**YOUR INSTRUCTIONS**
A word-for-word copy of the records below is required.

Dataset entries:
• • • • • • •

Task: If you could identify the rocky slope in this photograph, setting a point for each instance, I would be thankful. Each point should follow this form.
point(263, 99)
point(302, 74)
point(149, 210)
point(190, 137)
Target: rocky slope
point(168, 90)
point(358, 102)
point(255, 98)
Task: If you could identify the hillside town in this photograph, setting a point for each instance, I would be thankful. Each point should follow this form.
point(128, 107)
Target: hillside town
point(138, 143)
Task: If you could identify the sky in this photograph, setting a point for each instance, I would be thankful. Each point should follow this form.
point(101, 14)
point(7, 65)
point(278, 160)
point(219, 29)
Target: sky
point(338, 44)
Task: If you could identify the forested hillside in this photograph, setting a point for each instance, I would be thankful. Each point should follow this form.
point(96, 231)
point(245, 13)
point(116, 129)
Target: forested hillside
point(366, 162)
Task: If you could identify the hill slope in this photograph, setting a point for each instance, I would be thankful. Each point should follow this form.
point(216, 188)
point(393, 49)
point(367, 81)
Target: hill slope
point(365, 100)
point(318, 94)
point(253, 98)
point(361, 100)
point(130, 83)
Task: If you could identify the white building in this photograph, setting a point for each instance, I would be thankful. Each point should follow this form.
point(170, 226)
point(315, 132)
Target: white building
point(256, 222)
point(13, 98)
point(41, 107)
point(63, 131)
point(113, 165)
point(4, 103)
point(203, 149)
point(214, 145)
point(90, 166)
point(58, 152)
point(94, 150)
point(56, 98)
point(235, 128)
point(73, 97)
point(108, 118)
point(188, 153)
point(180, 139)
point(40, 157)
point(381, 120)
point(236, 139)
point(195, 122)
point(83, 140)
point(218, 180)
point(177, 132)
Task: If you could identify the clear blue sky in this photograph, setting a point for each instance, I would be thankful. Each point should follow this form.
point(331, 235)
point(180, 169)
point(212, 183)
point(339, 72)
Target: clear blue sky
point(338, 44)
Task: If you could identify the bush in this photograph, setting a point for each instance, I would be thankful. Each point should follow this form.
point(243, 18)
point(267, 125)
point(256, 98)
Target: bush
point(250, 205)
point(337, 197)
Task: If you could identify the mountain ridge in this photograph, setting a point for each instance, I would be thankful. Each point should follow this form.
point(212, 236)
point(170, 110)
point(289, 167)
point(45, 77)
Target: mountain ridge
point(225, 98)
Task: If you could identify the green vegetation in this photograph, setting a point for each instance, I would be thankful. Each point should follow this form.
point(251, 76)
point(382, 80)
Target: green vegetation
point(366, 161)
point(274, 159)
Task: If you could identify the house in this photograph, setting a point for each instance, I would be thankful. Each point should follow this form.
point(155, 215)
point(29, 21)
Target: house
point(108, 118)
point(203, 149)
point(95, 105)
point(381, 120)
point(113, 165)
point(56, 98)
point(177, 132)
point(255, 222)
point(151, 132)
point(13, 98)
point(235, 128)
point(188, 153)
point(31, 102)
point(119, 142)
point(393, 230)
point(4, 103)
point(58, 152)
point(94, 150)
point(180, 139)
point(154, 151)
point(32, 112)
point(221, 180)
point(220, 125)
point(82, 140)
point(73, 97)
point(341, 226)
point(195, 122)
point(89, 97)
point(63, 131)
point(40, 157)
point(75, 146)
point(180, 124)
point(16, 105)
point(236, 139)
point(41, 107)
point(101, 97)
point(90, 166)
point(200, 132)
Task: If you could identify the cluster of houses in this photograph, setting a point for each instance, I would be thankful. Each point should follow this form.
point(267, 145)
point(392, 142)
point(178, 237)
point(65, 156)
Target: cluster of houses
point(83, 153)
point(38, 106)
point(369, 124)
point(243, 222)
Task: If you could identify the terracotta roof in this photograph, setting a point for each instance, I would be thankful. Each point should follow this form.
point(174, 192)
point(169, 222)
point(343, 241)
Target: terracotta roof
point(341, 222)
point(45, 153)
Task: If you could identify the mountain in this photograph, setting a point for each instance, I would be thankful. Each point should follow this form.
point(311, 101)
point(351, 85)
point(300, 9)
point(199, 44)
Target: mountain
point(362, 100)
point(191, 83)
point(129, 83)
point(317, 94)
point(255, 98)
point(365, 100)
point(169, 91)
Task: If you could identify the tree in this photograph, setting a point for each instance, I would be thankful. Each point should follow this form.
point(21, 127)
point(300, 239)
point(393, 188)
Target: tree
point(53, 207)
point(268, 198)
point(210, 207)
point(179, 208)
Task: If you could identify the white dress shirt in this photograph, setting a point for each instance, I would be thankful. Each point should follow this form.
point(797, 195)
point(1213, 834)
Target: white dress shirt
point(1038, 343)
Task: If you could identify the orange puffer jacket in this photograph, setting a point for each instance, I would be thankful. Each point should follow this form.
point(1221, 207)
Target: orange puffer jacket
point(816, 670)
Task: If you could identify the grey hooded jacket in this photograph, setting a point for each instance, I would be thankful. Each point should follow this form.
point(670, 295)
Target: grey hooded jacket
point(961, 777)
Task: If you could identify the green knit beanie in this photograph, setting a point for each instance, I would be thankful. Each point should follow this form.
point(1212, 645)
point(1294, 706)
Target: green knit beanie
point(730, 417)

• • • • • • •

**SOLUTION FOR THIS PROBLEM**
Task: If you could identify the rocky slope in this photograph, setting a point for each instance, I would be thankful. Each point should follow this form.
point(263, 99)
point(302, 74)
point(149, 210)
point(190, 137)
Target: rocky slope
point(168, 90)
point(358, 102)
point(255, 98)
Task: If you could identify the hillside town in this photograph, setting a point for each instance, I would be thankful. Each point should follow this form.
point(128, 107)
Target: hillside town
point(138, 143)
Task: If you could identify the sky in this photograph, setting a point for each instance, I would be thankful. Each point should follow this form.
point(101, 14)
point(7, 65)
point(278, 160)
point(219, 29)
Target: sky
point(338, 44)
Task: If you could identify the forested hillside in this photograph, setting a point for each instance, I would be thankful. Each point should follow this form.
point(96, 231)
point(245, 13)
point(116, 129)
Target: forested hillside
point(366, 162)
Task: If you could identify the hill slope in this photograph, setting a point for each instance, I would be thankful. Each point should follow this form.
point(216, 188)
point(393, 49)
point(367, 81)
Target: hill slope
point(365, 100)
point(318, 94)
point(253, 98)
point(361, 100)
point(130, 83)
Task: If you could identify the white building in this photograph, setting a point for each instance, I would be thankful. Each point should follow this form.
point(170, 226)
point(315, 132)
Target: white building
point(256, 222)
point(13, 98)
point(41, 107)
point(63, 131)
point(113, 165)
point(4, 103)
point(203, 149)
point(214, 145)
point(90, 166)
point(58, 152)
point(94, 150)
point(56, 98)
point(235, 128)
point(73, 97)
point(108, 118)
point(188, 153)
point(180, 139)
point(40, 157)
point(381, 120)
point(236, 139)
point(195, 122)
point(83, 140)
point(218, 180)
point(177, 132)
Task: If you could identify the clear blue sky in this photograph, setting a point for each instance, I would be thankful. Each point should follow this form.
point(331, 235)
point(180, 169)
point(212, 183)
point(339, 72)
Target: clear blue sky
point(338, 44)
Task: If you could identify the bush in this photograph, setting a point for each instance, I would be thankful. Each point should follow this form.
point(243, 18)
point(267, 125)
point(256, 98)
Target: bush
point(250, 205)
point(337, 197)
Task: If you could identify the mountain ridge in this photograph, setting a point for each instance, I would be thankful. Each point should follow this form.
point(212, 236)
point(170, 110)
point(289, 167)
point(45, 77)
Target: mountain ridge
point(225, 98)
Task: If you could identify the green vegetation in this photograph, setting a point for each instance, I would be thankful. Each point should follow this form.
point(251, 76)
point(382, 80)
Target: green vegetation
point(366, 161)
point(274, 159)
Task: If you could identify the house in this photograph, setting a point for each instance, I would be thankful. Each point should follow this form.
point(155, 215)
point(29, 21)
Target: house
point(108, 118)
point(203, 149)
point(95, 105)
point(381, 120)
point(113, 165)
point(56, 98)
point(177, 132)
point(255, 222)
point(151, 132)
point(13, 98)
point(235, 128)
point(188, 153)
point(31, 102)
point(119, 142)
point(393, 230)
point(4, 103)
point(58, 152)
point(94, 150)
point(180, 139)
point(154, 151)
point(32, 112)
point(221, 180)
point(220, 125)
point(82, 140)
point(73, 97)
point(341, 226)
point(195, 122)
point(89, 97)
point(63, 131)
point(40, 157)
point(75, 146)
point(180, 124)
point(16, 105)
point(236, 139)
point(41, 107)
point(101, 97)
point(90, 166)
point(200, 132)
Task: If you could identify the cluster of houses in this photograph, setting a point for each instance, I would be thankful. Each point should follow this form.
point(267, 145)
point(392, 142)
point(178, 237)
point(65, 156)
Target: cluster of houses
point(83, 153)
point(38, 106)
point(369, 124)
point(243, 222)
Task: If you could identify the terracotta roof in this photograph, setting a point for each instance, I would be thankful. Each point should follow this form.
point(174, 192)
point(169, 222)
point(343, 241)
Target: terracotta roof
point(341, 222)
point(45, 153)
Task: If you could identify the mountain in this photograph, setting a point for each instance, I would be thankful. Each point should follow this form.
point(311, 101)
point(351, 85)
point(300, 9)
point(199, 44)
Target: mountain
point(362, 100)
point(191, 83)
point(129, 83)
point(317, 94)
point(255, 98)
point(365, 100)
point(169, 91)
Task: If you could identify the tree in this photograph, setting a point for each instance, I would be thankful. Each point should follow this form.
point(21, 127)
point(300, 239)
point(393, 188)
Target: tree
point(53, 207)
point(268, 198)
point(210, 207)
point(179, 208)
Task: If you could identify the white dress shirt in this photograph, setting a point for each instance, I would be thankful. Each point should follow this form.
point(797, 195)
point(1213, 834)
Target: white dress shirt
point(1038, 343)
Task: If you could identify the orange puffer jacket in this photograph, setting a point for each instance, I would be thankful. Each point should follow this form.
point(1221, 207)
Target: orange puffer jacket
point(816, 670)
Task: If you could identify the grey hooded jacket in this photograph, setting a point for each instance, I would be thankful. Each point should follow this form.
point(670, 295)
Target: grey hooded jacket
point(961, 777)
Task: If you could identify the green knit beanie in this photograph, setting a point for each instance, I would be thankful. Each point should follow this form.
point(1212, 645)
point(1294, 706)
Target: green knit beanie
point(730, 417)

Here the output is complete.